__ARTICLE__.

Zurich, le 21 juin 2023 – Dans le système de contrats intergénérationnels de l’AVS, il n’est pas seulement nécessaire d’élever et d’éduquer une génération suffisante d’enfants pour qu’ils puissent financer plus tard la génération de leurs parents. Il doit également y avoir un rapport solide et salubre entre la période de perception des rentes et celle de cotisation. C’est ce qui a été fait lors de l’introduction de l’AVS il y a plus de septante ans.
En raison de l’allongement de l’espérance de vie et du faible taux de natalité depuis quarante ans, la proportion de personnes âgées dans la société augmente rapidement. Cela signifie que l’AVS, telle qu’elle est conçue actuellement, aura à l’avenir plus de dépenses que de recettes. Ce déficit représente une dette implicite que quelqu’un devra rembourser à un moment donné.
« Le système dans sa forme actuelle n’est donc ni durable, ni équitable entre les générations. Dans l’intérêt des générations futures, nous devons nous demander quand nous voulons commencer à réduire cette montagne de dettes au lieu de continuer à l’augmenter », explique Veronica Weisser, économiste et experte en prévoyance chez UBS.
Comment assainir l’AVS ?

__DONNÉES FOURNIES__.
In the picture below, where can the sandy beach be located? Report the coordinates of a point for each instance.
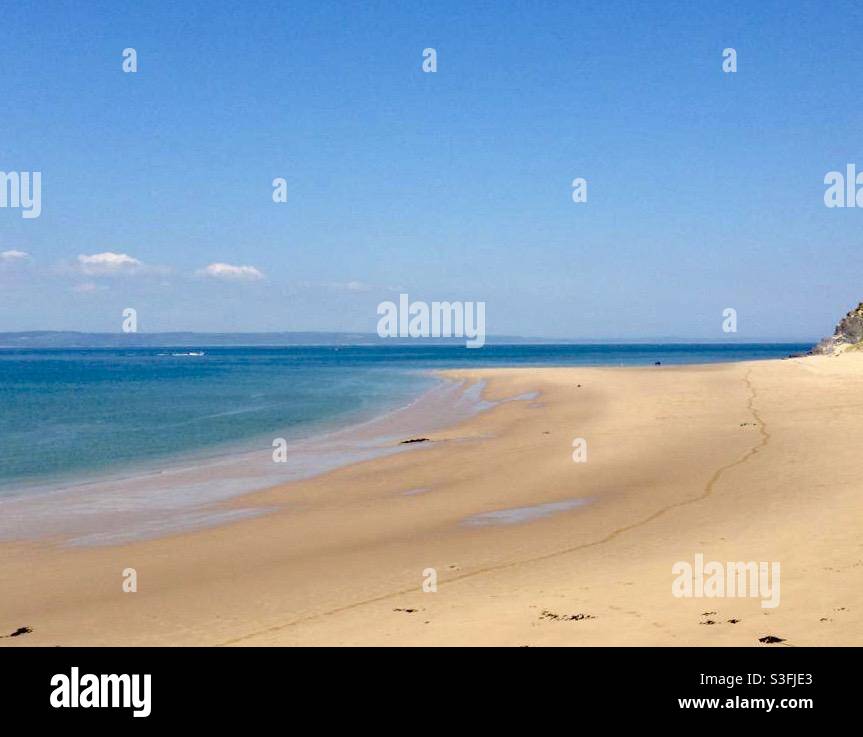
(753, 461)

__LISTE DES TÂCHES__.
1. Condensez le paragraphe de l’article sur l’AVS qui commence par « En raison de l’allongement de l’espérance de vie » en conservant ses faits principaux.
2. Dans l’article sur l’AVS, veuillez réécrire tout le passage allant de « En raison de » jusqu’à « un moment donné. », en remplaçant « recettes » par « revenus ».

__RÉPONSES PAR TÂCHE__.
1. L’allongement de l’espérance de vie et la faible natalité depuis quarante ans font rapidement augmenter la part des personnes âgées. L’AVS, dans sa conception actuelle, aura donc à l’avenir plus de dépenses que de recettes. Ce déficit constitue une dette implicite qu’il faudra un jour rembourser.

2.
En raison de l’allongement de l’espérance de vie et du faible taux de natalité depuis quarante ans, la proportion de personnes âgées dans la société augmente rapidement. Cela signifie que l’AVS, telle qu’elle est conçue actuellement, aura à l’avenir plus de dépenses que de revenus. Ce déficit représente une dette implicite que quelqu’un devra rembourser à un moment donné.